## EXERCISE PROMPT
Please quote every line word for word.
+++
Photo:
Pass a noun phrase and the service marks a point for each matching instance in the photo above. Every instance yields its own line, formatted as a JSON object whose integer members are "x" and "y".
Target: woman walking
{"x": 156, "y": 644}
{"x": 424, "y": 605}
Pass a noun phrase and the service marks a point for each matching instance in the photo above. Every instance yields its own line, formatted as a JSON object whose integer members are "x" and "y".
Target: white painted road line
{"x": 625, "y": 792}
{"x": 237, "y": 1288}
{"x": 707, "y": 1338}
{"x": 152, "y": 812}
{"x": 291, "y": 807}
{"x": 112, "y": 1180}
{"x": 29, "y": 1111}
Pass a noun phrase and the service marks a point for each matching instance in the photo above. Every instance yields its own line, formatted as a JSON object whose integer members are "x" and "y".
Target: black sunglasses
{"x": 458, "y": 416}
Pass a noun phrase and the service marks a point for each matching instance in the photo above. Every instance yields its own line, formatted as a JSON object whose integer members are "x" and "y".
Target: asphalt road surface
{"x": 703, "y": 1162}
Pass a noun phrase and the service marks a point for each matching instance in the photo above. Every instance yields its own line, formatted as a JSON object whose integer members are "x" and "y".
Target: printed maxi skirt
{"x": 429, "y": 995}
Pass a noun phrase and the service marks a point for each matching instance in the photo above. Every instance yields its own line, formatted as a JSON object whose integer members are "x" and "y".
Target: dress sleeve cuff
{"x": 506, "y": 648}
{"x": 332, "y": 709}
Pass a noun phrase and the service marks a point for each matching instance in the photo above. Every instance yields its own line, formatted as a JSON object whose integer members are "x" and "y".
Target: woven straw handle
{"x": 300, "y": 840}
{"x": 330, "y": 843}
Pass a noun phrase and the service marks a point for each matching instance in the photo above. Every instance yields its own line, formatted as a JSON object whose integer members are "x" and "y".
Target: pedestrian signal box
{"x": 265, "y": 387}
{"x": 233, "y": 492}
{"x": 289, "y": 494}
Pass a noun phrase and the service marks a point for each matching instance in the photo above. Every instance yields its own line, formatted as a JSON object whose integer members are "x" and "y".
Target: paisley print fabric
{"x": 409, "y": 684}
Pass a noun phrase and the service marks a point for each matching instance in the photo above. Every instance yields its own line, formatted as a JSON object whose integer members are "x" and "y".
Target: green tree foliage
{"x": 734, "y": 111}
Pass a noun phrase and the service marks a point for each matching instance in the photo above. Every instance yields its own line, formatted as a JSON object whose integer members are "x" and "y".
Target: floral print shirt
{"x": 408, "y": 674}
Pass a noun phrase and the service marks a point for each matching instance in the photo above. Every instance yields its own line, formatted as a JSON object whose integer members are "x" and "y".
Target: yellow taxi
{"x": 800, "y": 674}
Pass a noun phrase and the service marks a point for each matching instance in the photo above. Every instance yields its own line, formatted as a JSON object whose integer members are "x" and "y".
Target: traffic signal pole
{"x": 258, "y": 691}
+++
## RESPONSE
Photo:
Pass a noun phrase and the service marks a point for each matching instance in the photo above. Every instance yields its own line, formatted as a JSON object whose integer members are "x" and "y".
Target: woman walking
{"x": 156, "y": 644}
{"x": 424, "y": 605}
Pass a noun phrase and the service marks a point for each matching instance in the photo above. Every instance yields its own line, formatted as a JSON object whose integer members are "x" and "y".
Target: white painted road line
{"x": 625, "y": 792}
{"x": 237, "y": 1288}
{"x": 707, "y": 1338}
{"x": 152, "y": 812}
{"x": 291, "y": 807}
{"x": 112, "y": 1180}
{"x": 29, "y": 1111}
Pass a noun phrase and the service marks a point for each matching instance in the photo above. Every instance yields its own line, formatted as a JSON object whose integer members are "x" and "y".
Target: black sunglasses
{"x": 458, "y": 416}
Pass a noun phrase and the service marks a point for each matching instance in the photo above. Every instance yields its own line, formatted as a JSON object whose integer members are "x" and "y".
Target: asphalt road surface
{"x": 703, "y": 1162}
Pass a noun phrase and the service marks a point for each matching instance in the photo above. Every instance yields its own line, formatted as a JSON object whose integer members are "x" and "y".
Target: printed maxi skirt
{"x": 429, "y": 995}
Pass a noun phrase and the service marks a point for each matching instance in the photo above. Every instance yields its own line, formatted as a JSON object whose integer members are "x" and "y".
Target: dress sleeve cuff
{"x": 506, "y": 648}
{"x": 332, "y": 709}
Pass a noun phrase and the service marks a point for each matching instance in the photo above. Every instance yields its own line, formatted as a JSON object whose integer members are "x" and "y".
Target: woven straw handle
{"x": 300, "y": 840}
{"x": 330, "y": 843}
Pass a noun phrase and the service marks a point for each matching instance in the photo above. Every instance yields its own line, formatted as a JSON object whose integer members are "x" and "y".
Target: pedestrian signal box
{"x": 265, "y": 387}
{"x": 233, "y": 492}
{"x": 289, "y": 494}
Pass a noun phrase and the service marks a point for each matching instance in the photo above. Every instance yields its own line, formatted as a JSON object whose integer members are "x" and "y".
Target: paisley print fabric
{"x": 409, "y": 684}
Pass a noun phrase and the service marks a point for each matching instance in the photo above. Every instance yields its own line, formatted as a JSON object whose integer members are "x" and "y".
Target: green tree foliage
{"x": 734, "y": 111}
Pass a noun phrase and the service marks a point for each matching instance in the photo above. Every instance yields its own line, formatted as a JSON object whose integer members are "x" and "y".
Target: floral print shirt
{"x": 408, "y": 674}
Pass a noun phrase and the service marks a point for each matching instance in the photo above. Every instance yields its own line, formatted as a JSON object whose integer members are "x" and "y".
Target: yellow taxi
{"x": 800, "y": 674}
Pass a noun phrase and the service marks a point for each matching instance in the photo above. Every instance yields its own line, formatted as a JSON object whose integer members are "x" and "y".
Target: traffic signal pole
{"x": 258, "y": 691}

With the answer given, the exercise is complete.